PARTS OF THE EXERCISE ::
1. In the source text, what two archetypes does the moral panic about trans people in bathrooms rely on?
2. Transcribe a passage of the source text word for word, beginning at the words that contain "The argument is" and stopping after "outside the norm.".

I don't think that's what it means in context.
I think it's more saying that "the idea of little girls being perfect innocents that can be corrupted by strange queer people is weaponised against trans people, but actually nobody is "pure and innocent" the way the Right portrays it".
The argument is not "oh kids like being fondled by adults in the bathroom" but more "the idea that trans people are a threat to little girls in bathrooms is a moral panic that relies on the creation of two archetypes - that of the "scary corrupt queer deviant" on the one hand, and that of the "pure innocent child" on the other. It's a comment about how narratives are constructed, ones where children are considered "victims" by simply meeting a trans person in a bathroom because their innocence can somehow be corrupted by seeing anyone outside the norm.
As far as I'm aware, there are no cases Alok was referring to where a trans person assaulted a child in a bathroom. And yet the narrative persists.
I don't think it was worded in a good way (because you can interpret it as downplaying the severity of real abuse if the victim is not "pure", meaning no understanding of sex before the event), but as someone who was a little girl myself, who was extremely sheltered (I was homeschooled, I had no exposure to explicit material, I didn't watch TV, I only watched old movies from the 40s, nothing above a G or PG rating) I still have vivid memories of being 5, and having fantasies of a sadomasochistic nature that would give me a weird sense of pleasure. And I didn't even know what sex was at the time. I was not abused, I was not exposed to anything "kinky" and in many ways I was completely "innocent" of what sex was. I did not know how babies were made. I thought genitals were just for peeing. I didn't know what sex was until I was 10. And yet I had those thoughts. I know I was 5 because I told my mother about them.
It now seems that "kink" is in many ways genetic. I won't go into details but let's just say I know some people in my family have the same kink.

Dataset excerpts
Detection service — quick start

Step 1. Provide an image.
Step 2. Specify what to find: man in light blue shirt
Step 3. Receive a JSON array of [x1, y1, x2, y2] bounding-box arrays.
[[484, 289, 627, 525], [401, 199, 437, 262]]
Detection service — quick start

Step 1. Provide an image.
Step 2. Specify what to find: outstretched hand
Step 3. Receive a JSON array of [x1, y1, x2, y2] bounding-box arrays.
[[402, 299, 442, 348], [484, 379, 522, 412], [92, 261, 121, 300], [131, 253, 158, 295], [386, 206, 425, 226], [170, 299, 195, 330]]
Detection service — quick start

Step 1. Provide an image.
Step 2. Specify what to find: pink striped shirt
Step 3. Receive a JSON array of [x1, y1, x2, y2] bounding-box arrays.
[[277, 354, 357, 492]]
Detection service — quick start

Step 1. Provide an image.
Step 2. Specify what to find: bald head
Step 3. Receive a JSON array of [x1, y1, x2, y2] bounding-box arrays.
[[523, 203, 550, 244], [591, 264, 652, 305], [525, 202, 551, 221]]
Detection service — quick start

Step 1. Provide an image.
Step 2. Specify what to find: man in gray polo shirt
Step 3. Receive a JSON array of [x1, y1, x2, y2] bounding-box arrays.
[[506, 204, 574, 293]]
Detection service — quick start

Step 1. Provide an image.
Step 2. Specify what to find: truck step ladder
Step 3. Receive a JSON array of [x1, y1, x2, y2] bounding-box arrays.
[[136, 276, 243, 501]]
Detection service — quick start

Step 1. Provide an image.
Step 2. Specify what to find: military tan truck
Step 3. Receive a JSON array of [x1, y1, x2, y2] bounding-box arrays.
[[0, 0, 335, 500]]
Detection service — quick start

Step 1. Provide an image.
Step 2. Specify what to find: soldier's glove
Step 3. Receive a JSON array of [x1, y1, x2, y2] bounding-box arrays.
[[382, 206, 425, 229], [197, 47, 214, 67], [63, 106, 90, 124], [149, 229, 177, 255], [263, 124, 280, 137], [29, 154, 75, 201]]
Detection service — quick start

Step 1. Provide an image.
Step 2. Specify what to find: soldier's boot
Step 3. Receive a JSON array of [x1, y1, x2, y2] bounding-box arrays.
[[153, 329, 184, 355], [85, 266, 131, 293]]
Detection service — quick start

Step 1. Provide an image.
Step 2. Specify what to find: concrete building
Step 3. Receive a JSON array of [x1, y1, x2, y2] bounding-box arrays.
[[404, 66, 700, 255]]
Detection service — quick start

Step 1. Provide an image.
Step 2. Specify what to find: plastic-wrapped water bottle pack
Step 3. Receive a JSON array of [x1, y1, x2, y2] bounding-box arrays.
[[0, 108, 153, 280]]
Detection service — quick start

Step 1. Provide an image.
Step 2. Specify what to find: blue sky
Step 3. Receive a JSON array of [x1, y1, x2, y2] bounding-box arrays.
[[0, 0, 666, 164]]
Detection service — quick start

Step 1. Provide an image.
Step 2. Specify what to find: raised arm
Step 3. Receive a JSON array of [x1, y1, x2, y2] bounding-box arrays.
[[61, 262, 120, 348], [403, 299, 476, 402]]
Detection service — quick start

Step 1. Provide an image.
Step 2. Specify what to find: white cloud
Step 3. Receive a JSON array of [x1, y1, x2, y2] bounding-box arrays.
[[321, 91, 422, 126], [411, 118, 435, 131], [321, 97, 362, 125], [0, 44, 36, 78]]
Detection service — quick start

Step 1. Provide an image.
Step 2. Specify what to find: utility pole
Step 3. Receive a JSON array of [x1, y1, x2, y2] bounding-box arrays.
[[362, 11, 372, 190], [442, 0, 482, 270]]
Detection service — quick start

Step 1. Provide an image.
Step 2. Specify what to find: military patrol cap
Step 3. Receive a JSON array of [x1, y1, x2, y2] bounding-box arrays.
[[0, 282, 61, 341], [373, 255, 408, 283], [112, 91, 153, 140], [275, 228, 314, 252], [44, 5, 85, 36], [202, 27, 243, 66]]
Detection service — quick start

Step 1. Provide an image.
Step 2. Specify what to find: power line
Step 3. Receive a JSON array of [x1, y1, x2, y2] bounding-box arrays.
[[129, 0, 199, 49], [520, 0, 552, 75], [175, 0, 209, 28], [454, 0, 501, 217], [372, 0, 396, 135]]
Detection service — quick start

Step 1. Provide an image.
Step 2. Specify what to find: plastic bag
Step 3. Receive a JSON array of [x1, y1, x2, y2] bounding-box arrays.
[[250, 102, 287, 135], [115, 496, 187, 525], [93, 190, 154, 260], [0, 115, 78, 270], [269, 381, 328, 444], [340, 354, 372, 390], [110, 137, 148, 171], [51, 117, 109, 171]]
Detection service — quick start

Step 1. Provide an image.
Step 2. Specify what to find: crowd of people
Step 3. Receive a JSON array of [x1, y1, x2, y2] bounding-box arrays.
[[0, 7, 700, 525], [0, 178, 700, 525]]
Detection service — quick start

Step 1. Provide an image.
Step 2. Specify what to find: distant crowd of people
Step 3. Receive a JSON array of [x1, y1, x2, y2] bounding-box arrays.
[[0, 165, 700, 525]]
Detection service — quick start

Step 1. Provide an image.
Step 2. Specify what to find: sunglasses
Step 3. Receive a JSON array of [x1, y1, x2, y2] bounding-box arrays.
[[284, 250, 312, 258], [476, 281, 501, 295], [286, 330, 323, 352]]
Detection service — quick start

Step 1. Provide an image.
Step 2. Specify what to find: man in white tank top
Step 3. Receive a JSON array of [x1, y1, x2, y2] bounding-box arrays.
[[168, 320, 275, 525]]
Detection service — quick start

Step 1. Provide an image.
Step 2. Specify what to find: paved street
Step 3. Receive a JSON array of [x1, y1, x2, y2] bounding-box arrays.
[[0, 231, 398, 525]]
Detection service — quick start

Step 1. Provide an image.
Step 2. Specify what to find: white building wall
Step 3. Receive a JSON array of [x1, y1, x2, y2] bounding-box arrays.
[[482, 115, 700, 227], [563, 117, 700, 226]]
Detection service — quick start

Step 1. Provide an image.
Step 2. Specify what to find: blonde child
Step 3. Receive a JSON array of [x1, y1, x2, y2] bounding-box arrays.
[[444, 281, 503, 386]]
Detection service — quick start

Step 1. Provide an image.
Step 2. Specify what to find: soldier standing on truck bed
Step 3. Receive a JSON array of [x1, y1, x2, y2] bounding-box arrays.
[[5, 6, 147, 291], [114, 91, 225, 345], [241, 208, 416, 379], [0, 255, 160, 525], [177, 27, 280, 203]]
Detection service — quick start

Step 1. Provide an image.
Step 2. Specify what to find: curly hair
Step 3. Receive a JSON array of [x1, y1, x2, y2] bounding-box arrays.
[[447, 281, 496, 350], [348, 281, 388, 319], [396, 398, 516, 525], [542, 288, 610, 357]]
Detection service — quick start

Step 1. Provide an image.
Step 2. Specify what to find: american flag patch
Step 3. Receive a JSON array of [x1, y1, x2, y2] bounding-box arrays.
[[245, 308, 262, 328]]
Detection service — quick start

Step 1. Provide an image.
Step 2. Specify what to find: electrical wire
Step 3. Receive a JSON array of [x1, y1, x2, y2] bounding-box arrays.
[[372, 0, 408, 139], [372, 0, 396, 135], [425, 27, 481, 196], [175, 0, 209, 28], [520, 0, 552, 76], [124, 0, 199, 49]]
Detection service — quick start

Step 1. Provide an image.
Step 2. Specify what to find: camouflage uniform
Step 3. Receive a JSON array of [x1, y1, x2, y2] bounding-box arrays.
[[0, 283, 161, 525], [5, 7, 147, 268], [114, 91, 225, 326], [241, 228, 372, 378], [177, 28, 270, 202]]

ANSWERS ::
1. The "scary corrupt queer deviant" and the "pure innocent child."

2.
The argument is not "oh kids like being fondled by adults in the bathroom" but more "the idea that trans people are a threat to little girls in bathrooms is a moral panic that relies on the creation of two archetypes - that of the "scary corrupt queer deviant" on the one hand, and that of the "pure innocent child" on the other. It's a comment about how narratives are constructed, ones where children are considered "victims" by simply meeting a trans person in a bathroom because their innocence can somehow be corrupted by seeing anyone outside the norm.